§ WHAT TO WORK ON: Gather every line of the data below that contains the string "operator" and copy each one in full. Matching is case-sensitive.
** begin RECORDS FOR THIS EXERCISE **
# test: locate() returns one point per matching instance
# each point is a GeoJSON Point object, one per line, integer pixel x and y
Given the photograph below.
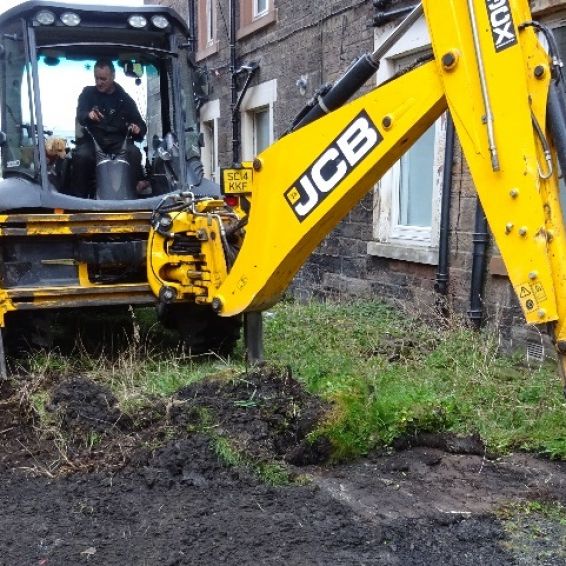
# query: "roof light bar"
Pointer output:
{"type": "Point", "coordinates": [70, 19]}
{"type": "Point", "coordinates": [160, 22]}
{"type": "Point", "coordinates": [45, 17]}
{"type": "Point", "coordinates": [137, 21]}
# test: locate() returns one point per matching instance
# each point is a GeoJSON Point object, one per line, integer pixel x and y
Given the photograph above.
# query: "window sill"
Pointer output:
{"type": "Point", "coordinates": [207, 51]}
{"type": "Point", "coordinates": [414, 254]}
{"type": "Point", "coordinates": [257, 24]}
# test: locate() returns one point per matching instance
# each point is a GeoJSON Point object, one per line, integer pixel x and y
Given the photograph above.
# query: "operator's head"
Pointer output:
{"type": "Point", "coordinates": [104, 75]}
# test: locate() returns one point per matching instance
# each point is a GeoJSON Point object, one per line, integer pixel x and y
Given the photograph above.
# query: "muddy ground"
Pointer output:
{"type": "Point", "coordinates": [187, 481]}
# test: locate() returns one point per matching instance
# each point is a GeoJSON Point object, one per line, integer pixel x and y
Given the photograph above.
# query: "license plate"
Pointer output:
{"type": "Point", "coordinates": [237, 181]}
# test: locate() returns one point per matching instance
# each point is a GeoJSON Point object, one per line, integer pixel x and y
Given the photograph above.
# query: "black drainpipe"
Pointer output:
{"type": "Point", "coordinates": [479, 266]}
{"type": "Point", "coordinates": [382, 16]}
{"type": "Point", "coordinates": [441, 285]}
{"type": "Point", "coordinates": [192, 25]}
{"type": "Point", "coordinates": [236, 140]}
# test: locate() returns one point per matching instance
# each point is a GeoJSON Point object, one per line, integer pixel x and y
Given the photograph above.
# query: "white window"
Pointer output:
{"type": "Point", "coordinates": [407, 200]}
{"type": "Point", "coordinates": [260, 8]}
{"type": "Point", "coordinates": [209, 22]}
{"type": "Point", "coordinates": [257, 118]}
{"type": "Point", "coordinates": [261, 129]}
{"type": "Point", "coordinates": [209, 115]}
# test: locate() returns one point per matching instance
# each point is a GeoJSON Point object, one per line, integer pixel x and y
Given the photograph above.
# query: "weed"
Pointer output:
{"type": "Point", "coordinates": [388, 374]}
{"type": "Point", "coordinates": [270, 473]}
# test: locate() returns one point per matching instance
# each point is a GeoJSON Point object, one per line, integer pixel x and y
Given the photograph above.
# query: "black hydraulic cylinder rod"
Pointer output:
{"type": "Point", "coordinates": [363, 69]}
{"type": "Point", "coordinates": [556, 110]}
{"type": "Point", "coordinates": [384, 17]}
{"type": "Point", "coordinates": [441, 285]}
{"type": "Point", "coordinates": [479, 265]}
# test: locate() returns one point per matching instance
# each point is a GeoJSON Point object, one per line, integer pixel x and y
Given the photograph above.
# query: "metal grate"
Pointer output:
{"type": "Point", "coordinates": [535, 353]}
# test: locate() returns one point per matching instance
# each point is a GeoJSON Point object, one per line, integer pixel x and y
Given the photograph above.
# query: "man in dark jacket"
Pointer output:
{"type": "Point", "coordinates": [108, 113]}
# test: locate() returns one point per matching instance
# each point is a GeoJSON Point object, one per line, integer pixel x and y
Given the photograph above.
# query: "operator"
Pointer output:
{"type": "Point", "coordinates": [109, 115]}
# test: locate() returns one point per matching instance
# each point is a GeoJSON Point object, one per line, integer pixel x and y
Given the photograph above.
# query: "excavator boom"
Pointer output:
{"type": "Point", "coordinates": [492, 73]}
** end RECORDS FOR THIS EXERCISE **
§ RESPONSE TO THE EXERCISE:
# query: "operator's head"
# query: "operator"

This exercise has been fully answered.